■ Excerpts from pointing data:
^^^^^^^^

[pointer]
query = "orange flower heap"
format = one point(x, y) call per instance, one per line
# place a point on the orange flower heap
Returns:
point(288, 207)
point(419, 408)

^^^^^^^^

■ What the task requires: Can you repeat all of the lines above without changing a single character?

■ Result of the exercise:
[pointer]
query = "orange flower heap"
format = one point(x, y) call per instance, one per line
# place a point on the orange flower heap
Returns:
point(288, 207)
point(419, 408)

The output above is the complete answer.